## Position annotation data:
..........

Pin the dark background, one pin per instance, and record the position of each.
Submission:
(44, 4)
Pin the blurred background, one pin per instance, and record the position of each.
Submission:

..........

## Stated goal:
Convert the part of the data that opens with the line containing "Pin the blurred" and runs through the end of the data into a JSON list of strings, one string per line, leaving out blank lines.

## Final result:
[
  "Pin the blurred background, one pin per instance, and record the position of each.",
  "Submission:"
]